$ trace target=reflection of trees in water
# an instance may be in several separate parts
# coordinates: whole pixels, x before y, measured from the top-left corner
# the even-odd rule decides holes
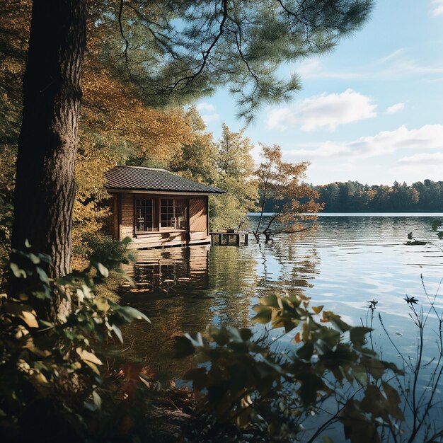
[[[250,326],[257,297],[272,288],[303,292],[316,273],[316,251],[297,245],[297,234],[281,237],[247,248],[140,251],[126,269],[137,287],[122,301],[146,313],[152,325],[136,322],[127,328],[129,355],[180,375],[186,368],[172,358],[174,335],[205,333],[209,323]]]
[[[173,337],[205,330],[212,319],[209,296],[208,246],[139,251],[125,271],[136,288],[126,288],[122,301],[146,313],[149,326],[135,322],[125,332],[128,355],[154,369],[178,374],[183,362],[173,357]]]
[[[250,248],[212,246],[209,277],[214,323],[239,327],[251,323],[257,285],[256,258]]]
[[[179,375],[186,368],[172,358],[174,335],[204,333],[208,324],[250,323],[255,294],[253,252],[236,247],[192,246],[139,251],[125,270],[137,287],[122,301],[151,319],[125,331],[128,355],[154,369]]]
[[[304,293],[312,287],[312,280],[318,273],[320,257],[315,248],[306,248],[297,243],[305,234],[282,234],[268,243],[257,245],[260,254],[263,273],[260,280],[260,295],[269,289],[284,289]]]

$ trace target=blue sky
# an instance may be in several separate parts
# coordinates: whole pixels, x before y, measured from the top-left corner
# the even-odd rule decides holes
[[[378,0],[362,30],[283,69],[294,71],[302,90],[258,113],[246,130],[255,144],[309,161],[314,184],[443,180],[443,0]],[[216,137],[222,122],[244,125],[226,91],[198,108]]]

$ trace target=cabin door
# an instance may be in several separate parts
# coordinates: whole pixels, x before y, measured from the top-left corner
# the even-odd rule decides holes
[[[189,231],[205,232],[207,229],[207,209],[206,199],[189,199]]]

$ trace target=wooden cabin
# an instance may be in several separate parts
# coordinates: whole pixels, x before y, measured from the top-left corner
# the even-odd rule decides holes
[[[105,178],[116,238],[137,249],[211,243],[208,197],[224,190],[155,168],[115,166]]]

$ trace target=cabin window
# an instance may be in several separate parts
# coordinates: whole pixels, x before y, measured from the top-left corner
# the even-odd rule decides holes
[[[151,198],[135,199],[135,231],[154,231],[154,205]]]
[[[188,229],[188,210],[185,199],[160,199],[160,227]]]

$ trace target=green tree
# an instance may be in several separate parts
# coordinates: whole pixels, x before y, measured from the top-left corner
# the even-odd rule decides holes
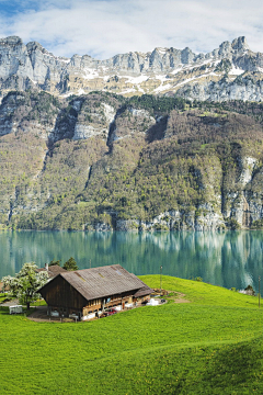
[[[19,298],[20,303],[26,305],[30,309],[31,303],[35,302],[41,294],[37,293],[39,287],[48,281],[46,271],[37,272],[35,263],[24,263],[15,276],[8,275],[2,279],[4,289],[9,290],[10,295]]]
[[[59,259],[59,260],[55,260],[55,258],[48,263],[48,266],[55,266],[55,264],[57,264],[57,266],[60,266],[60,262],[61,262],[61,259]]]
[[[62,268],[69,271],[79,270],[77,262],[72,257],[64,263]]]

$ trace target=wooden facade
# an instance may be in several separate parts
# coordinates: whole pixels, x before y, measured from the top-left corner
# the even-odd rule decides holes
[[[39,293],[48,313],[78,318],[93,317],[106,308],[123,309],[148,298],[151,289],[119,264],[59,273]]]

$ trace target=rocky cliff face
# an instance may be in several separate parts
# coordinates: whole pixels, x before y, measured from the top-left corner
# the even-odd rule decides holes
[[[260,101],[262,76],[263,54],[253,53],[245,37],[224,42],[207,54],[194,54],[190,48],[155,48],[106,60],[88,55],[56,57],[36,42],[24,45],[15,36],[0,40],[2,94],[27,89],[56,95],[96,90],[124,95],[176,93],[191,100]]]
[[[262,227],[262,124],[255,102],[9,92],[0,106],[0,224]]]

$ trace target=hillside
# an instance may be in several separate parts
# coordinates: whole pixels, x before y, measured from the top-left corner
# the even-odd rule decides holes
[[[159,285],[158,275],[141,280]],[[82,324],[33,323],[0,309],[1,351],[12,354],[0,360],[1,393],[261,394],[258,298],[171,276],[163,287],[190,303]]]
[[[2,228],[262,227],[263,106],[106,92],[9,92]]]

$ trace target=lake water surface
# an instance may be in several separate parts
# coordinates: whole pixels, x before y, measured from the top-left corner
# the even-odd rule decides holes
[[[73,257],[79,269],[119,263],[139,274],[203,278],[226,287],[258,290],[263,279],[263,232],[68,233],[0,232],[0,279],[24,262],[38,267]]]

⁂

▶ [Instructions to follow]: Reproduce every one of the records above verbatim, line for line, omitting the pictures from your answer.

▶ [Exercise answer]:
$ trace target=reflection of trees in water
# an instance may be in several separate parts
# coordinates: whole pixels, x before y, measured from the top-left corner
# the even-odd rule decides holes
[[[250,326],[257,297],[272,288],[303,292],[316,273],[316,251],[297,245],[297,234],[281,237],[247,248],[140,251],[126,269],[137,287],[122,301],[146,313],[152,325],[136,322],[127,328],[129,355],[180,375],[186,368],[172,358],[174,335],[205,333],[209,323]]]
[[[173,337],[205,330],[212,319],[209,296],[208,246],[139,251],[125,271],[136,288],[126,288],[122,301],[146,313],[149,326],[135,322],[125,332],[128,355],[154,369],[178,374],[183,362],[173,357]]]
[[[250,248],[212,246],[209,277],[214,323],[239,327],[251,323],[257,285],[256,258]]]
[[[179,375],[186,368],[172,358],[174,335],[204,333],[208,324],[250,323],[255,294],[253,252],[236,247],[192,246],[139,251],[125,270],[137,287],[122,301],[151,319],[125,331],[128,355],[154,369]]]
[[[304,293],[312,287],[312,280],[318,273],[320,257],[315,248],[306,248],[297,243],[305,234],[282,234],[268,243],[257,245],[260,254],[263,273],[260,280],[260,295],[269,289],[284,289]]]

$ trace target=blue sky
# an instance may be in several separate parts
# coordinates: whole pixels, x before y, measured from the top-left corner
# the even-odd rule decides holes
[[[378,0],[362,30],[283,69],[294,71],[302,90],[258,113],[246,130],[255,144],[309,161],[314,184],[443,180],[443,0]],[[216,137],[222,122],[244,125],[226,91],[198,108]]]

$ trace target=cabin door
# an instance may be in several separate parts
# coordinates: whole pixels, x before y, measured from the top-left corner
# the even-odd rule decides holes
[[[189,231],[205,232],[207,229],[207,209],[206,199],[189,199]]]

$ trace target=wooden cabin
# an instance may be in several separate parts
# coordinates: whole pixels, x before y, measured from the top-left corner
# the even-odd rule decides holes
[[[105,178],[116,238],[137,249],[211,243],[208,197],[224,190],[155,168],[115,166]]]

$ trace target=cabin window
# an instance may be in several separate parts
# coordinates: whole pixels, x before y, measured from the top-left corner
# the even-odd rule decides holes
[[[151,198],[135,199],[135,231],[154,231],[154,205]]]
[[[188,229],[188,210],[185,199],[160,199],[160,227]]]

$ trace target=green tree
# an instance may be in several separate parts
# coordinates: whole pixels, x before y, measured from the top-left corner
# the even-odd rule decides holes
[[[19,298],[20,303],[26,305],[30,309],[31,303],[35,302],[41,294],[37,293],[39,287],[48,281],[46,271],[37,272],[35,263],[24,263],[15,276],[8,275],[2,279],[4,289],[9,290],[10,295]]]
[[[59,259],[59,260],[55,260],[55,258],[48,263],[48,266],[55,266],[55,264],[57,264],[57,266],[60,266],[60,262],[61,262],[61,259]]]
[[[62,268],[69,271],[79,270],[77,262],[72,257],[64,263]]]

$ trace target=wooden facade
# an instance may be in several separate parts
# coordinates: whole pixels, x before y, measured from the top-left corner
# the even-odd rule decides holes
[[[39,293],[48,313],[78,318],[93,317],[106,308],[123,309],[148,298],[151,289],[119,264],[59,273]]]

$ trace target=rocky cliff face
# an instance may be in several separate parts
# coordinates: whole pixels, x before y, measured from the top-left corner
# the even-odd rule decides holes
[[[260,101],[262,76],[263,54],[253,53],[245,37],[224,42],[207,54],[194,54],[190,48],[155,48],[106,60],[88,55],[56,57],[36,42],[24,45],[15,36],[0,40],[2,94],[27,89],[56,95],[96,90],[124,95],[176,93],[191,100]]]
[[[262,227],[262,124],[255,102],[9,92],[0,106],[0,224]]]

$ trace target=hillside
# an instance may be in several separate parts
# coordinates: whole pixels, x before y, measured from the top-left corner
# the even-odd rule decides holes
[[[159,285],[158,275],[141,280]],[[82,324],[33,323],[0,309],[1,351],[12,354],[0,360],[1,393],[261,394],[258,298],[171,276],[163,287],[190,303]]]
[[[2,228],[262,227],[263,106],[106,92],[9,92]]]

$ trace target=lake water surface
# an instance may be in several separate parts
# coordinates: whole pixels, x before y, measured from the top-left corner
# the even-odd rule decides holes
[[[73,257],[79,269],[119,263],[139,274],[203,278],[226,287],[258,290],[263,279],[263,232],[68,233],[0,232],[0,279],[24,262],[38,267]]]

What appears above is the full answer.